** Opening Recorded data block **

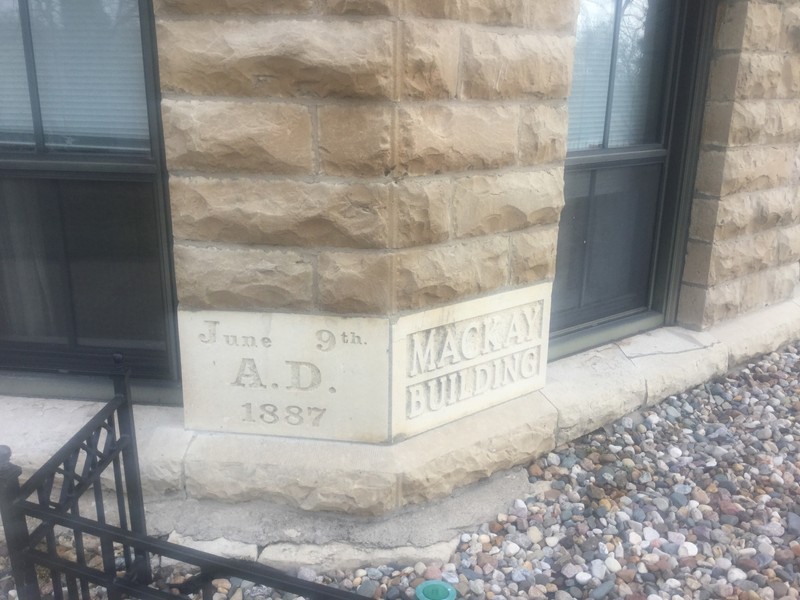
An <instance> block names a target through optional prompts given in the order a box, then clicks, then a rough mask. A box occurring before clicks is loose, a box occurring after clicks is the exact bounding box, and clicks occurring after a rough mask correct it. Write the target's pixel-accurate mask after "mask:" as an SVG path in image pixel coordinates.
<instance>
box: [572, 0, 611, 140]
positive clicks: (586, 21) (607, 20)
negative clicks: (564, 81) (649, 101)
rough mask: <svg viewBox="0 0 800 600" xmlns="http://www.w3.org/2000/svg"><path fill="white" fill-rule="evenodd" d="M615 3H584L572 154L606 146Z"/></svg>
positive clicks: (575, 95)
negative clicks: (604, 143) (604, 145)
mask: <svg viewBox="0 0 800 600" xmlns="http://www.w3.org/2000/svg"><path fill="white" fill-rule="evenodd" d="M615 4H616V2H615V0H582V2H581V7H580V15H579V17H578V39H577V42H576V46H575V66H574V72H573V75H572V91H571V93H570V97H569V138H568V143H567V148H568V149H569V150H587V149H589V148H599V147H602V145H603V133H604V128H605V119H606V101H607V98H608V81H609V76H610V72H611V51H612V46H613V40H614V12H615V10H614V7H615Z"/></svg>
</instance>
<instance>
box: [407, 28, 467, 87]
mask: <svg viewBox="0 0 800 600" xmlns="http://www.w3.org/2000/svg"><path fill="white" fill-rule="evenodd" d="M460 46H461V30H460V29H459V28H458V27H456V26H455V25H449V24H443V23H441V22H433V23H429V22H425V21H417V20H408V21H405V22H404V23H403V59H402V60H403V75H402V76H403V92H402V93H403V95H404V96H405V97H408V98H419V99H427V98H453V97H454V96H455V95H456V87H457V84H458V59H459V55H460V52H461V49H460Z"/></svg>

** Closing Recorded data block **
** Opening Recorded data block **

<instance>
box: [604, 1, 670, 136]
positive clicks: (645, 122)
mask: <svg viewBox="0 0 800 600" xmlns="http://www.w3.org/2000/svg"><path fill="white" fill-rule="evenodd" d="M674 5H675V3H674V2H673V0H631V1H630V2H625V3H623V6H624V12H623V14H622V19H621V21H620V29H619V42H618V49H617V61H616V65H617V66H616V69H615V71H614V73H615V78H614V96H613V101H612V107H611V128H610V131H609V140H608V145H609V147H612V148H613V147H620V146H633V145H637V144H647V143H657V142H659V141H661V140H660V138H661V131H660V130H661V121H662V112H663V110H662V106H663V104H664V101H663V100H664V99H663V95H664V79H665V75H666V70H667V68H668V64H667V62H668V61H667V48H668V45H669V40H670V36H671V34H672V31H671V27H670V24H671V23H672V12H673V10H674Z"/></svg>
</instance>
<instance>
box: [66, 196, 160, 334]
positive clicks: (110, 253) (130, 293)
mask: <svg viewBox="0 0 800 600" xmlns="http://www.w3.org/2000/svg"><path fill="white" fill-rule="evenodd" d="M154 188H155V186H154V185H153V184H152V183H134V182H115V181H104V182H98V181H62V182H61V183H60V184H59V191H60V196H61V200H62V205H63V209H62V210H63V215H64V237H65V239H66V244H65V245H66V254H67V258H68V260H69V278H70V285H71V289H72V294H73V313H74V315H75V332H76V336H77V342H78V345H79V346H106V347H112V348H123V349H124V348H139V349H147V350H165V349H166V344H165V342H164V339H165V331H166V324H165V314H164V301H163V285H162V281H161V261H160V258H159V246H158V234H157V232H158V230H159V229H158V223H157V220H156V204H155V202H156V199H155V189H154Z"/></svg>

** Closing Recorded data block **

- Exercise description -
Please turn everything from the line containing "An <instance> block" down to the line containing "negative clicks: (564, 81) (649, 101)" into a JSON list of strings, one string per line, leaving out any blank lines.

- Response to this task -
[
  "An <instance> block names a target through optional prompts given in the order a box, then clicks, then a rough mask. A box occurring before clicks is loose, a box occurring after clicks is the exact bounding box, and clicks occurring after a rough mask correct it. Write the target's pixel-accurate mask after \"mask:\" as an SVG path in image pixel coordinates.",
  "<instance>",
  "box: [572, 0, 611, 140]",
  "positive clicks: (586, 21) (607, 20)",
  "negative clicks: (564, 81) (649, 101)"
]